Change "is present above" to "appears above" in everything from the line containing "Records indicate the cracker" down to the line containing "609;10;729;118", and give back only those rows with nothing else altered.
↓↓↓
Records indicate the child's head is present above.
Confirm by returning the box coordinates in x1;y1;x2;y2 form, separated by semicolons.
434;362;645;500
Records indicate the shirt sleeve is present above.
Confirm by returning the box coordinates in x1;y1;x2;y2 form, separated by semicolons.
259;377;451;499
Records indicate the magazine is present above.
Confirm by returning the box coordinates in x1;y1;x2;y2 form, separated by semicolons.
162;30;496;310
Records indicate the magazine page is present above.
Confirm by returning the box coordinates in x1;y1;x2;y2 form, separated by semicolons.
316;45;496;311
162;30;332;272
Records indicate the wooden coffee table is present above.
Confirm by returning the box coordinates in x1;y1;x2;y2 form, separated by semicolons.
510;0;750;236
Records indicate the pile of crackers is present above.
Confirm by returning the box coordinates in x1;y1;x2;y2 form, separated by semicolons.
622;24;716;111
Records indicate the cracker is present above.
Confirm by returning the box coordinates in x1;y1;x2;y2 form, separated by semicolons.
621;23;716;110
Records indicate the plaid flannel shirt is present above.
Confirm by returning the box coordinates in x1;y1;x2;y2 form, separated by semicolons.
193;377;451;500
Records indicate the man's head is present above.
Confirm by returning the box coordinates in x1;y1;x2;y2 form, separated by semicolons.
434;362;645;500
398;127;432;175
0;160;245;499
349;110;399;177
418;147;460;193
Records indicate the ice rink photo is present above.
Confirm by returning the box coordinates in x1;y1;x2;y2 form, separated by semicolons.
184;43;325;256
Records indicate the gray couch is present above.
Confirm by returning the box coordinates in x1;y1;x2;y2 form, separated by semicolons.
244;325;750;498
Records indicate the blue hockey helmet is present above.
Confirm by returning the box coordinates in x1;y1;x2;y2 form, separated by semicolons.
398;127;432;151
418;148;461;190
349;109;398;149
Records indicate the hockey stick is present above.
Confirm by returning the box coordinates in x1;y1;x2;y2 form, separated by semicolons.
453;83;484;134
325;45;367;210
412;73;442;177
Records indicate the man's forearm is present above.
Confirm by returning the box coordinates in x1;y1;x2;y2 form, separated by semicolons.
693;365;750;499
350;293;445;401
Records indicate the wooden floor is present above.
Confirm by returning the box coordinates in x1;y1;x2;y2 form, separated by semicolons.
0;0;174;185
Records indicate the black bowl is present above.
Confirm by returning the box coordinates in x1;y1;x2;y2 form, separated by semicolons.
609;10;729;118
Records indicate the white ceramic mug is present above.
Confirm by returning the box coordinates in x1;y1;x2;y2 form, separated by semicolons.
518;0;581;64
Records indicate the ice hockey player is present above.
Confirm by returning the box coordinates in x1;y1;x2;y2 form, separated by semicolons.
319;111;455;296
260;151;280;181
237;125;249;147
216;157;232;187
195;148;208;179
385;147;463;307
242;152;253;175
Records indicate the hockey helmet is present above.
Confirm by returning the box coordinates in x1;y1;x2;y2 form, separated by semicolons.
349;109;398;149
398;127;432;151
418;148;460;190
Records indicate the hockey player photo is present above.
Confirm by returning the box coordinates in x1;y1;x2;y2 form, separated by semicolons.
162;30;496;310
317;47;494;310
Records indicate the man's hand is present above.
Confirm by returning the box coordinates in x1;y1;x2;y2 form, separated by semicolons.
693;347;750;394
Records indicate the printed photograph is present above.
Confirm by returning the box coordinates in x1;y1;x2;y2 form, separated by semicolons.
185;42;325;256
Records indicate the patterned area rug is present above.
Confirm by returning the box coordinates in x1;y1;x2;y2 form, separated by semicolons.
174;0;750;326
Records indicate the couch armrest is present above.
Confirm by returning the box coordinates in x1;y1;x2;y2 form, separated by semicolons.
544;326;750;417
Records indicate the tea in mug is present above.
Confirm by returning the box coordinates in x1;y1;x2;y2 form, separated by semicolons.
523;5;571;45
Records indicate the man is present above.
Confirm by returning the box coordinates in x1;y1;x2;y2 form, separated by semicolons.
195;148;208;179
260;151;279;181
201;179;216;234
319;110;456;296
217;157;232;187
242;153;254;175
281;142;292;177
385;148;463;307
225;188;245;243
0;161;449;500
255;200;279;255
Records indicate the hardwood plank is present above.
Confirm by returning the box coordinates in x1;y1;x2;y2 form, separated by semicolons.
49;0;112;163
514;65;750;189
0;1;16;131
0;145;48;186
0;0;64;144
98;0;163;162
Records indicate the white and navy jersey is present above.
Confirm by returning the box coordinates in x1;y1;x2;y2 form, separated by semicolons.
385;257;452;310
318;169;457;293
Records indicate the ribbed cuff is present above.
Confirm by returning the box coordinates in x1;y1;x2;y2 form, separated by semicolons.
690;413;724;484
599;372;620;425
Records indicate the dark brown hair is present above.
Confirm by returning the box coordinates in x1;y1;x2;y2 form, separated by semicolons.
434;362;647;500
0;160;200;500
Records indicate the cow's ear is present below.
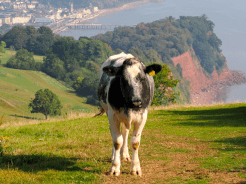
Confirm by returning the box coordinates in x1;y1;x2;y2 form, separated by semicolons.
144;64;162;76
103;66;120;76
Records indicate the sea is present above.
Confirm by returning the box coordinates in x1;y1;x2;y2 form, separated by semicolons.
61;0;246;103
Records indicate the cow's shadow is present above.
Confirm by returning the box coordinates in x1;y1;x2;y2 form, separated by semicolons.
0;153;102;173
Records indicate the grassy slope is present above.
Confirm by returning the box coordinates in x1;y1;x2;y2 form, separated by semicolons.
↑↑↑
### [TASK RESPONSE]
Records indicate the cracker appears above.
Confirm by returning the box coordinates in x1;y1;x2;y2 form, separated by semicolons.
621;23;716;110
Records indicate the plaid flannel shirt appears above.
Confirm by returning the box coordinates in x1;y1;x2;y2 form, separated by semicolons.
193;377;451;500
Records indicate the man's head appears above.
Confirm by returning the box coordinates in x1;y1;x2;y2 form, separated by semicolons.
434;362;645;500
398;127;432;175
0;160;245;499
349;110;399;177
418;147;460;193
Records indicate the ice rink photo appears above.
Confirm by returning the box coordinates in x1;y1;x2;y2 form, separated by semicolons.
184;43;325;256
Records indicate the gray couch appears above.
Confirm by returning the box coordinates in x1;y1;x2;y2 form, separated by semicolons.
244;325;750;498
Records indicate the blue hockey helmet appears above.
Confirm by returning the box coordinates in x1;y1;x2;y2 form, separated by semicolons.
398;127;432;151
418;148;461;190
349;109;398;149
Records indicate the hockey stick appears above.
Confirm by returning the box coordinates in x1;y1;x2;y2 form, separated by semicolons.
453;83;484;134
325;45;367;210
412;73;442;177
Records indicate the man's forearm appears above.
Confirm by returning the box coordinates in x1;y1;x2;y2 form, separated by semicolons.
693;365;750;499
350;293;445;401
Records indicate the wooden floor appears above.
Confirm by returning the box coordinates in x1;y1;x2;y2 form, separated by semicolons.
0;0;174;185
Records indicate the black bowl appears above.
Confirm by returning the box coordinates in x1;y1;x2;y2 form, separated by semicolons.
609;10;729;118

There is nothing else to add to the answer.